Source document:
## Start
A few weeks ago I wrote a post about what I referred to as status updating and digital publishing:

So on the one hand there is status updating (an increasingly popular, real time–oriented form of online social communication and content creation/sharing) and on the other there is digital publishing (producing larger units of content like long blog posts or things resembling articles that appear in print).

Status updating is a more recent development than digital publishing. For evidence of this just compare the 2004 and 2008 presidential elections. Both saw plenty of blogging (both by private individuals and by professionals on behalf of publications), but only 2008 saw a huge role for realtime communications (again, and perhaps even more surprisingly, both in terms of individuals and organizations). The previous post linked to above also has some compelling numbers on this questions.
## End
Exercise task 1: In the post above on status updating, which presidential election saw a huge role for realtime communications?

A data block:
## Start
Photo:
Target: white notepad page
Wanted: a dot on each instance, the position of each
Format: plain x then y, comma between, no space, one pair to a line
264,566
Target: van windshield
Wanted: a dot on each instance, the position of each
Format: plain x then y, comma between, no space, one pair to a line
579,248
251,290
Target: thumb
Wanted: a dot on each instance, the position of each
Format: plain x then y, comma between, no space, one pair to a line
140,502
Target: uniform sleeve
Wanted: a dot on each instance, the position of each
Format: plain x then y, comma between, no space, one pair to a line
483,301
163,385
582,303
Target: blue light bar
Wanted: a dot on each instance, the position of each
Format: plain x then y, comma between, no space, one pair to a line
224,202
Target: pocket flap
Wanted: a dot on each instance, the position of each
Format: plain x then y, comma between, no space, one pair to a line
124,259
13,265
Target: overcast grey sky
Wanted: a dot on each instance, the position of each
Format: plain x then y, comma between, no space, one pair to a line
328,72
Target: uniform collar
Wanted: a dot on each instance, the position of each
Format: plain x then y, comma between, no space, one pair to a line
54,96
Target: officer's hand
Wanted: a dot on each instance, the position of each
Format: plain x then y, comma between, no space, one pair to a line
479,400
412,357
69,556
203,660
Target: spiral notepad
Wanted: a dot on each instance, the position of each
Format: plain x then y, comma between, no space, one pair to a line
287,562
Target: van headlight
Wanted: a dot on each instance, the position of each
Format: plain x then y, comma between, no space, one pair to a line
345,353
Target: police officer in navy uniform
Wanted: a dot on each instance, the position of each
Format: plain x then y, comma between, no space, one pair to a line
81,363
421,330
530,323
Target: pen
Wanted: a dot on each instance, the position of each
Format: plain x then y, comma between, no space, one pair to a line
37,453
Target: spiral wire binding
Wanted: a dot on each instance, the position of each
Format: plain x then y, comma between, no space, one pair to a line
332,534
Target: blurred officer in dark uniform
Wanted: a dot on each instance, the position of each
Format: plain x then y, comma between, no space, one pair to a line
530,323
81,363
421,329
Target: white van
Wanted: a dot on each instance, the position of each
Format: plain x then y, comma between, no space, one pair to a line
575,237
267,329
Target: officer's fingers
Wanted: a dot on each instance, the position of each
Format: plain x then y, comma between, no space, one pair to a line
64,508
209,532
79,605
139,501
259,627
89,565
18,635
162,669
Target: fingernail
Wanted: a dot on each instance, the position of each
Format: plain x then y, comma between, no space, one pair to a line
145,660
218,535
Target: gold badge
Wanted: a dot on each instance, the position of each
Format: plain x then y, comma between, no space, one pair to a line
## End
Exercise task 2: Gather every line of the listing above that contains the word "uniform".

Full response 1: The 2008 presidential election.

Full response 2:
Target: uniform sleeve
Target: uniform collar
Target: police officer in navy uniform
Target: blurred officer in dark uniform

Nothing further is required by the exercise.